* What you should do:
Character for character, reproduce every entry below.

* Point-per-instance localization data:
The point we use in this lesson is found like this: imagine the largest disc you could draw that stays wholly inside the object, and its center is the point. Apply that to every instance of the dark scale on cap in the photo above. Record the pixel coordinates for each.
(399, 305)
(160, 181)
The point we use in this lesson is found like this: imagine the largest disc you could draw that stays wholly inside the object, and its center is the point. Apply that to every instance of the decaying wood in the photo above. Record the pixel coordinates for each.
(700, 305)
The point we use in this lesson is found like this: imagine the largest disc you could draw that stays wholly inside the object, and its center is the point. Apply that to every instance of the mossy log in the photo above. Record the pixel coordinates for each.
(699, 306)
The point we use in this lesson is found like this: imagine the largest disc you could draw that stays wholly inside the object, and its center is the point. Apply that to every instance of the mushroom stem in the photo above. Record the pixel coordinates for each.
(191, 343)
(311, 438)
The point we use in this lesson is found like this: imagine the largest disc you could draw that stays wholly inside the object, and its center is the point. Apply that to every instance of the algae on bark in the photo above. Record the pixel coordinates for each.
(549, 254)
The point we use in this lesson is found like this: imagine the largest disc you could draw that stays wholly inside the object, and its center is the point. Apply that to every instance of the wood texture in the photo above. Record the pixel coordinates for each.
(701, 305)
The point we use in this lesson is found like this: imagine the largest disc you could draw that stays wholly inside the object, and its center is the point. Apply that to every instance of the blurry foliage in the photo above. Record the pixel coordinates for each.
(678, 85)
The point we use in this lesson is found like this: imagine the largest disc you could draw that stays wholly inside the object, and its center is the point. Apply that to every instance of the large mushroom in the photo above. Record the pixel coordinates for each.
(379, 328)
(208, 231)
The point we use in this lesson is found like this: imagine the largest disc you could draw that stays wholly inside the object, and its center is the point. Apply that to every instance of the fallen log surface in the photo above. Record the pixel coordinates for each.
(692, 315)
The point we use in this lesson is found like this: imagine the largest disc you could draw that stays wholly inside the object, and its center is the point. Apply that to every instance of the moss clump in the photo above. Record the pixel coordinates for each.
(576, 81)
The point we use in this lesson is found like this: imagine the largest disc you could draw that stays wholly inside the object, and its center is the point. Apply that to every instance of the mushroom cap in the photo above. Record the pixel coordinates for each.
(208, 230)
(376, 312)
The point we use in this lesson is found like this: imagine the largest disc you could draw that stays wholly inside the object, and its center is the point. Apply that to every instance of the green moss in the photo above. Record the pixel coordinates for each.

* Answer to the exercise:
The point we use in this lesson is found like this: imagine the largest disc you could draw that stays wholly inside the object, and its center is the point. Apply that to every instance of the dark scale on cap in the photo above. Record the pixel coordinates for each.
(399, 305)
(160, 181)
The point we use in this lesson is found like this: imagine the largest disc you could draw that stays wholly inside the object, and its center is the point. Apply that to every instance of the decaying wood in the photo above. Record the pixel coordinates for each.
(700, 305)
The point we use in this lesson is found like this: imagine the largest disc you could draw that stays wholly inside the object, and its center is the point. Apply that to every instance of the mossy log in the photo above. Record the pixel coordinates for each.
(699, 306)
The point we use in this lesson is found like this: imagine the largest disc you could draw that stays wholly inside the object, and its center is the point. Apply that to every instance of the mushroom stem in the photo above. Record the pixel coordinates for each.
(191, 343)
(311, 438)
The point we use in this lesson is found like this: imagine the largest disc you could draw that stays wholly inside the object, and its center is the point. Apply that to every instance of the algae on bark in the photo above. Record the pixel coordinates for each.
(549, 254)
The point we use in this lesson is found like this: imagine the largest disc you could draw that stays wholly inside the object, and its center is the point. Apply that to every instance of the wood texture in the photo above. Record the pixel coordinates for each.
(701, 305)
The point we use in this lesson is found like this: imagine the largest disc you could draw that stays wholly inside the object, and its center is the point. Apply that to every instance of the blurry foliage in the photo above. Record the pixel coordinates for each.
(678, 85)
The point we use in this lesson is found like this: imagine the largest disc you could draw that stays wholly inside the object, and its center is the point. Apply that to every instance of the large mushroom in the photo above. Record the pixel coordinates for each.
(379, 328)
(208, 231)
The point we use in this lesson is found like this: imagine the largest disc you could draw that stays wholly inside the object, and its center is the point. Apply that to every instance of the fallen log surface in the photo above. Record the pixel coordinates for each.
(692, 315)
The point we use in this lesson is found like this: imagine the largest disc you could draw that stays wholly inside the object, and its center is the point. Apply that to every instance of the moss clump in the photo above. Record the pixel coordinates for each.
(576, 81)
The point we use in this lesson is found like this: imagine the largest disc you could draw that stays wholly inside the object, and its center is the point. Apply that to every instance of the mushroom cap in the photo above. Record the pixel coordinates for each.
(208, 230)
(376, 312)
The point we use in this lesson is found like this: imagine the largest disc you could draw that stays wholly inside the object, and its center is the point. Apply that to every instance of the green moss in the photo above. Record the pixel coordinates for each.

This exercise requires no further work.